What you have to do:
Put the lines below into a two-column CSV with the headers text and answer, one row per line paired with its answer, and each value in a quoted field with line breaks turned into spaces. Leave the pictures out.

--- begin Extracted information ---

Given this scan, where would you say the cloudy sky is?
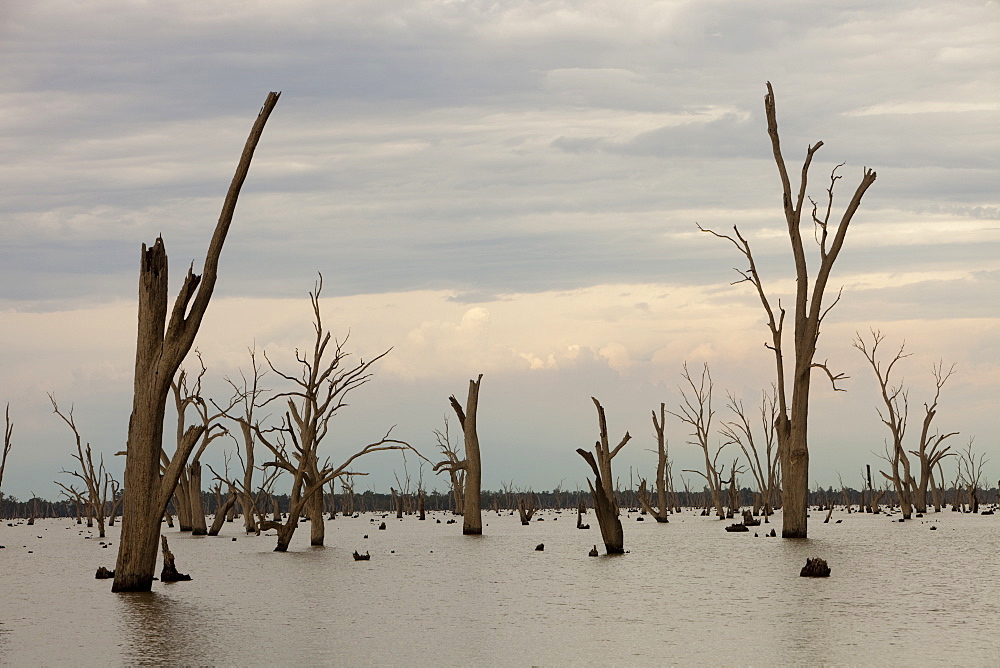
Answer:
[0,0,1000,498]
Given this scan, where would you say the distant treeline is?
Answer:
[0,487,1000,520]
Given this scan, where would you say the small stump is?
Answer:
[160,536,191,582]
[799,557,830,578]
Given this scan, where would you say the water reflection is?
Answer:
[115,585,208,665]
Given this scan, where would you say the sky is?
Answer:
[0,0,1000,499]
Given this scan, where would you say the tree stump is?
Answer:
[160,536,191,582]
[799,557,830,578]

--- end Extracted information ---

The output:
text,answer
"Given this scan, where would you say the cloudy sky is? Answer:","[0,0,1000,498]"
"Given this scan, where would you say the distant treeline is? Answer:","[0,487,1000,520]"
"Given this scan, where would you say the small stump is? Answer:","[160,536,191,582] [799,557,830,578]"
"Given this scan, where would you say the water reflection is? Answer:","[115,585,208,665]"
"Given this scan, where would you say the sky is? Answer:","[0,0,1000,499]"
"Given this scan, where would you say the tree stump is? Answer:","[160,536,191,582] [799,557,830,578]"